-- START --

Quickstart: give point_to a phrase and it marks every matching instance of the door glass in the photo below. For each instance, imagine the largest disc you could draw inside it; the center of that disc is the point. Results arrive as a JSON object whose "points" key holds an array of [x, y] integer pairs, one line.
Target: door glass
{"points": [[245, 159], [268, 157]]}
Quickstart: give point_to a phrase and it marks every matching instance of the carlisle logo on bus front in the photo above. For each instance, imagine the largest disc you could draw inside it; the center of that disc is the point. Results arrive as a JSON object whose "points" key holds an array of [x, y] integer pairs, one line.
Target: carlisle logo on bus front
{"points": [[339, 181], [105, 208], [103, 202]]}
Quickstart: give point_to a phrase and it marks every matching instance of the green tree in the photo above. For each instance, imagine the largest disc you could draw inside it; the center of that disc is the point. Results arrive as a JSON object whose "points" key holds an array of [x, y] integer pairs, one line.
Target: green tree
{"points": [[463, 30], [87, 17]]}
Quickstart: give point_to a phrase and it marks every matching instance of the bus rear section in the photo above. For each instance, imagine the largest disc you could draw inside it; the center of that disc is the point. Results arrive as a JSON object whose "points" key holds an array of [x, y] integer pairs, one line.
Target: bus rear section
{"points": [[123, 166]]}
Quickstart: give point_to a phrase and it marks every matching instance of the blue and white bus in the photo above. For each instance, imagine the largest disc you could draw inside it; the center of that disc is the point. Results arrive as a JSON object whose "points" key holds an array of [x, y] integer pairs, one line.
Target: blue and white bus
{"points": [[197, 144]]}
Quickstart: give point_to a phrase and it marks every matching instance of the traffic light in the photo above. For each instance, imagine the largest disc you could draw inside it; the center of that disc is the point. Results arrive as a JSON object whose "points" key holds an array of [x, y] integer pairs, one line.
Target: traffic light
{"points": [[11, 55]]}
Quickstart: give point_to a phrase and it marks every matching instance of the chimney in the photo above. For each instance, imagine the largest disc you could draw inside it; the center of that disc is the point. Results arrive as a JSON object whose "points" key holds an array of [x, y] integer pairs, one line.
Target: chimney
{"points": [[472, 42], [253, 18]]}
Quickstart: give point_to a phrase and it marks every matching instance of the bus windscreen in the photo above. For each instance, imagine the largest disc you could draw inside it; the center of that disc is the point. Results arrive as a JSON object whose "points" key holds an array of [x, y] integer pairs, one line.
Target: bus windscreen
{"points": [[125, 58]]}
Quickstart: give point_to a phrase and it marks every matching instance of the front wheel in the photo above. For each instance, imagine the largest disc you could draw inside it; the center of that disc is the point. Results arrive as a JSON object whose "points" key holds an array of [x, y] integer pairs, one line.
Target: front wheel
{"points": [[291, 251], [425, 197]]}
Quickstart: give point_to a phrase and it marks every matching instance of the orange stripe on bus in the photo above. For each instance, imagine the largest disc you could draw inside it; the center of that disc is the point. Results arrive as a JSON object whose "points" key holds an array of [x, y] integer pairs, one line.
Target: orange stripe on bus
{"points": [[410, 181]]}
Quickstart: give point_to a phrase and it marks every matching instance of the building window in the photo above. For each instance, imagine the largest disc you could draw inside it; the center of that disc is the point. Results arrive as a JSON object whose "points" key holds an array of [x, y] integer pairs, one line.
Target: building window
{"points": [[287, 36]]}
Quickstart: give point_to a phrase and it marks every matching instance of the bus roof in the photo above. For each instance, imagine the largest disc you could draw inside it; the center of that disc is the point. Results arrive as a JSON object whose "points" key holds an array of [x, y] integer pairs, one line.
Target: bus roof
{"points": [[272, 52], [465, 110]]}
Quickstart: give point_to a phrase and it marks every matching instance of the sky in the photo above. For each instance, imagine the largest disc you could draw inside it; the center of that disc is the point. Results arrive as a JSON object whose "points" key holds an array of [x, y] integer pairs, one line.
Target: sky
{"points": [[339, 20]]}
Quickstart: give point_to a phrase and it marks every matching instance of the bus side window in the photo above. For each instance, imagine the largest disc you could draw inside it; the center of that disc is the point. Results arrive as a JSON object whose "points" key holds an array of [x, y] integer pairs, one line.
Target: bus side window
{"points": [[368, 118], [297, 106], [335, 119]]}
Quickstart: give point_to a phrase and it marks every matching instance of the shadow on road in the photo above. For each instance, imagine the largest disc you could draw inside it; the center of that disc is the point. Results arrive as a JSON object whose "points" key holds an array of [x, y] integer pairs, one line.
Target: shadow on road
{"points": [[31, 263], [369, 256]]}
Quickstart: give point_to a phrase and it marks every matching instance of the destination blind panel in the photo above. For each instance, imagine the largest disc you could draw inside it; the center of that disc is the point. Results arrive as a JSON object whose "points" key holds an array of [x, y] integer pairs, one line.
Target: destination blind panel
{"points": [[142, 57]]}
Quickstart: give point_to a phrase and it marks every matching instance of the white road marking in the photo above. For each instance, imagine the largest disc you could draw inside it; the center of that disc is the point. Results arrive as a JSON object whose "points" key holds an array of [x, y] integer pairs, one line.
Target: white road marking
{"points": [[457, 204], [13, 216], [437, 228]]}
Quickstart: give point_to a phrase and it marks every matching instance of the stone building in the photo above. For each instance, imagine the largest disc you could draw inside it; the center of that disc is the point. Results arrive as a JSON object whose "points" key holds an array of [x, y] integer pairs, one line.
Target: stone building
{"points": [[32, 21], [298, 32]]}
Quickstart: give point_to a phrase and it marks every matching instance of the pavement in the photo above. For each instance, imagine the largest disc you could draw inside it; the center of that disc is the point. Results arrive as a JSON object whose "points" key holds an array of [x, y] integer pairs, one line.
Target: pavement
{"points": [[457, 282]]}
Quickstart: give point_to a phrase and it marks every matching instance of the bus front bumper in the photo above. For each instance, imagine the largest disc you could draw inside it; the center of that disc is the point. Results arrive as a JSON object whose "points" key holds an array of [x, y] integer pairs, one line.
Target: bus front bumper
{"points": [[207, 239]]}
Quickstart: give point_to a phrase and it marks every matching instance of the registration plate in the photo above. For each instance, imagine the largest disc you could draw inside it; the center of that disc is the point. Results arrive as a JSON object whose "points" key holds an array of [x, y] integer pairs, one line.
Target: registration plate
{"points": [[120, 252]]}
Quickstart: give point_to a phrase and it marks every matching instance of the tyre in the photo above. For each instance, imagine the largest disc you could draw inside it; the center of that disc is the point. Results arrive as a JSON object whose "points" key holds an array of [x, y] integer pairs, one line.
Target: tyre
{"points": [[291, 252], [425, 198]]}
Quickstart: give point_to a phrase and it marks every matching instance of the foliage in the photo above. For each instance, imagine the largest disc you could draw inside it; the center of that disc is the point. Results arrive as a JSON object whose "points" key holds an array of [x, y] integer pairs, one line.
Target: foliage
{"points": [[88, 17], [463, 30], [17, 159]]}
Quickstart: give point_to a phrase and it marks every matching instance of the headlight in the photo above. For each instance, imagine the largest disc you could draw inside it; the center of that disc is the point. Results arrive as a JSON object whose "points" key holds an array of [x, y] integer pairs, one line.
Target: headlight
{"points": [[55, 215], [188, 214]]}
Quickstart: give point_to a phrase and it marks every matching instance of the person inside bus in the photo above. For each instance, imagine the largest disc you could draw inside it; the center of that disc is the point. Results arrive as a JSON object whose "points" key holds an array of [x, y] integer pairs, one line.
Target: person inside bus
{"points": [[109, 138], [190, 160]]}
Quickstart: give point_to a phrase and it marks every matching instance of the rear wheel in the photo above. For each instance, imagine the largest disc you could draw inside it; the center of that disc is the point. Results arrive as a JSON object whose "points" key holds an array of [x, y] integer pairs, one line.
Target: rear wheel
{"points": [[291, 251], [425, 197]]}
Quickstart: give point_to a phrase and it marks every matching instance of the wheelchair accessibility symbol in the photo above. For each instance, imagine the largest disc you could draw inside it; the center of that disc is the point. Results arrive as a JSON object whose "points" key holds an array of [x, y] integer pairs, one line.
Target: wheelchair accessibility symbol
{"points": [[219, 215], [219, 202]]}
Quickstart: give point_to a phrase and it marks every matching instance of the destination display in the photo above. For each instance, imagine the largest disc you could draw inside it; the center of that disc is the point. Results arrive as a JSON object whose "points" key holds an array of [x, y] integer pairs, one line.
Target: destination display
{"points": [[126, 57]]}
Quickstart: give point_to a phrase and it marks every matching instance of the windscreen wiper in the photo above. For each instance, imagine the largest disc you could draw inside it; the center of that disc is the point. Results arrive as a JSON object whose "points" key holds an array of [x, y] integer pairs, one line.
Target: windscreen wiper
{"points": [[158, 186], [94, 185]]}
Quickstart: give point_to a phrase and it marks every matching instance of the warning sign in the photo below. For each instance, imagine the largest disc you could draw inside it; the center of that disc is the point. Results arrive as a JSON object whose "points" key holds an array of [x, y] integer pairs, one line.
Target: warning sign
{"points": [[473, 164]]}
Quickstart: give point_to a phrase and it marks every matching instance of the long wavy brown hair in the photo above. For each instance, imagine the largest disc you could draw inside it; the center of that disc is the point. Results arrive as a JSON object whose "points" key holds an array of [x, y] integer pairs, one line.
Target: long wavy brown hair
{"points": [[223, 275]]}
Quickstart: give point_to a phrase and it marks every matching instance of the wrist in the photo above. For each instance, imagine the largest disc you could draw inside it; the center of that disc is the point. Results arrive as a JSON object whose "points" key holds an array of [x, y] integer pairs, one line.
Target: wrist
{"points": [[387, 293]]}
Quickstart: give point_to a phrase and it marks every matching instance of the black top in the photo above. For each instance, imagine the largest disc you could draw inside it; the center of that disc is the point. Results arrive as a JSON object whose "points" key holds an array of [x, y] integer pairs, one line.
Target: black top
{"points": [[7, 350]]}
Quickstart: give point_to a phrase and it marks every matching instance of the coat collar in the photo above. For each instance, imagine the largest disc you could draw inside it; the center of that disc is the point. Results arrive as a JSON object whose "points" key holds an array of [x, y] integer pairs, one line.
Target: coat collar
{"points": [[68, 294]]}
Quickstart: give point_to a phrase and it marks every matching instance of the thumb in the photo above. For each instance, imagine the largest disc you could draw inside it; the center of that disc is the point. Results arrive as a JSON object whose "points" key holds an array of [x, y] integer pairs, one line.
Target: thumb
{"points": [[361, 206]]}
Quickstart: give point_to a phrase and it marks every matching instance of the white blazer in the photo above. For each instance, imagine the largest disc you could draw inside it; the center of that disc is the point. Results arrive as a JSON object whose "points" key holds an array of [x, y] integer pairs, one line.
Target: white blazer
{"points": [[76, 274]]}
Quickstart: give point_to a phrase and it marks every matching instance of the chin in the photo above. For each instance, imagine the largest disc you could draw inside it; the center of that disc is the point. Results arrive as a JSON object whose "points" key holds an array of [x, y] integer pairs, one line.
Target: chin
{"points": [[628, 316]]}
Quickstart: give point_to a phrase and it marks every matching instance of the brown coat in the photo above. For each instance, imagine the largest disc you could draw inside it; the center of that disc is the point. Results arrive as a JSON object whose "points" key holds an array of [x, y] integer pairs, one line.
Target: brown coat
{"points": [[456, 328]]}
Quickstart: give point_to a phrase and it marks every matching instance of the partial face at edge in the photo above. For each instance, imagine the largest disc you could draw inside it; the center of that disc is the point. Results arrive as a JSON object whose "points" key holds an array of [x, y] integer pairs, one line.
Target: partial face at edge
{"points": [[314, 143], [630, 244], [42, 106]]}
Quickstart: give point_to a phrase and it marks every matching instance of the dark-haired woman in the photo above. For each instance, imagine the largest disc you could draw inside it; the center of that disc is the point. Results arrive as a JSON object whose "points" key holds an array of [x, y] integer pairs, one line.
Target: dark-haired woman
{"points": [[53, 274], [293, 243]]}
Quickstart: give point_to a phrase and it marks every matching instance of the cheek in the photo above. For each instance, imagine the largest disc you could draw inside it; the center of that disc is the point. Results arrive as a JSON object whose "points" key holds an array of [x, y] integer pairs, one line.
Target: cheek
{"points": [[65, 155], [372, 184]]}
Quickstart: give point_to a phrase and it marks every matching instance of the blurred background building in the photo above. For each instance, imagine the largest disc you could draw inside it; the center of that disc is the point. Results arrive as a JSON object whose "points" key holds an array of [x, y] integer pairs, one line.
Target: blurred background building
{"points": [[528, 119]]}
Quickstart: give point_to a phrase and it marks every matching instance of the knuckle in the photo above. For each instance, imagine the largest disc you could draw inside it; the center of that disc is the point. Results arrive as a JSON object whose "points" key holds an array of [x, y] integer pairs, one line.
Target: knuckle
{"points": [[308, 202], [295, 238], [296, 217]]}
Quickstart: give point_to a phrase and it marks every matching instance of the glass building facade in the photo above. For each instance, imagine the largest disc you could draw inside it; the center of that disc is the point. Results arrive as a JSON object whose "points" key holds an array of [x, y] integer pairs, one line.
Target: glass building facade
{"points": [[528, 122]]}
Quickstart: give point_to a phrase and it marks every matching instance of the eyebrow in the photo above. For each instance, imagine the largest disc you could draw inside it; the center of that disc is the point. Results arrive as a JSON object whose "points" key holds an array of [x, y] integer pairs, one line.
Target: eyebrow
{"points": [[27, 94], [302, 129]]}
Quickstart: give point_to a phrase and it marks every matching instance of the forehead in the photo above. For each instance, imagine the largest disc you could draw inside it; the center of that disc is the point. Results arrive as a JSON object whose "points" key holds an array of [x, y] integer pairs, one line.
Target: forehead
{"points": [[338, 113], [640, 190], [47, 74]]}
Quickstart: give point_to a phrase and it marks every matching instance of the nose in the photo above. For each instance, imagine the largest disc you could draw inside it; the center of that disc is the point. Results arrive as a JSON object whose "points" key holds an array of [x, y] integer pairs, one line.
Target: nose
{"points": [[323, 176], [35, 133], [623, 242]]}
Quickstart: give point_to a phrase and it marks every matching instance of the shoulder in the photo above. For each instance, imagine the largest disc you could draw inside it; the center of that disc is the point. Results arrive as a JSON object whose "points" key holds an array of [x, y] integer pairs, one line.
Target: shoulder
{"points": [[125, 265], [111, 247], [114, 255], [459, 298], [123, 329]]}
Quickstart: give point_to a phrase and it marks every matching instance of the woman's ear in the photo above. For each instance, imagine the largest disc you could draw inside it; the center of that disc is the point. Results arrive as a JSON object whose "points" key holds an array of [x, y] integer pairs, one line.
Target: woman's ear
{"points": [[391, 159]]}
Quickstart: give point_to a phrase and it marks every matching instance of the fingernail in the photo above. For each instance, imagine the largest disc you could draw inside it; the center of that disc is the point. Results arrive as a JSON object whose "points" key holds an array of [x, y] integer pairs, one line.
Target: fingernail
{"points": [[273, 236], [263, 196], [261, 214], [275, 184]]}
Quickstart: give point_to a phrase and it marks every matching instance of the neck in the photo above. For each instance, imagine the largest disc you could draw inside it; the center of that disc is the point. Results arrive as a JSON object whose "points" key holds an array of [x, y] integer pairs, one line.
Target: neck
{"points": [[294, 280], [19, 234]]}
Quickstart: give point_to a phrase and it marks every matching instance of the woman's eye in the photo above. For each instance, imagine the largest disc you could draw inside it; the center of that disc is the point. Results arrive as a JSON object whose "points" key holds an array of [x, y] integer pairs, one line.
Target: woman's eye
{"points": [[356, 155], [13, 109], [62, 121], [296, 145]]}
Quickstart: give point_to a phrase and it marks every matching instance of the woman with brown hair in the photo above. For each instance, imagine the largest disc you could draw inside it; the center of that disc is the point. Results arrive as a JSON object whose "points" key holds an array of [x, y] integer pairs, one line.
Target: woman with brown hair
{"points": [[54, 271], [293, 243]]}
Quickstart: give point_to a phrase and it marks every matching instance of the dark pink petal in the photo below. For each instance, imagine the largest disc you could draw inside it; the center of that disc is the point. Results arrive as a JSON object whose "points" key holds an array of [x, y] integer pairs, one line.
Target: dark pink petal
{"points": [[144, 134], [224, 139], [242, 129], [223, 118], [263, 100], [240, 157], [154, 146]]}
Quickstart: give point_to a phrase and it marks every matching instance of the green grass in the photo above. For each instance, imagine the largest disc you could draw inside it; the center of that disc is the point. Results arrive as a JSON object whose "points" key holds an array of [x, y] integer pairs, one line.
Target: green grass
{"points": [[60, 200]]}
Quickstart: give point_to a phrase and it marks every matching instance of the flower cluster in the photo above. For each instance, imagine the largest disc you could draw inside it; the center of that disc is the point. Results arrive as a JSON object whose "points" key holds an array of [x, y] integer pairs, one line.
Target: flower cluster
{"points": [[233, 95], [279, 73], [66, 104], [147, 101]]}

-- END --

_Task to carry out_
Starting from the line with "the green grass" and ending with the final line of the data, quote every line exactly, both ends included.

_Expected answer_
Quickstart: give point_to a phrase and it marks every matching instance of the green grass in the photo above. For each instance, imagine the largest disc you could draw inside it; the center of that disc is the point. Results arrive as a JSON object whose "points" key holds an array of [x, y] integer pairs, one line.
Target: green grass
{"points": [[60, 200]]}
Quickstart: give point_to a phrase and it marks every matching instance of the flower cluster in the photo above. For each instance, imagine the largest disc you could draw inside it; the center of that disc is the point. Results arrive as a JSON object whose "points" key holds an array of [x, y] integer pairs, one line.
Target: flower cluster
{"points": [[233, 95], [279, 73], [66, 104], [147, 101]]}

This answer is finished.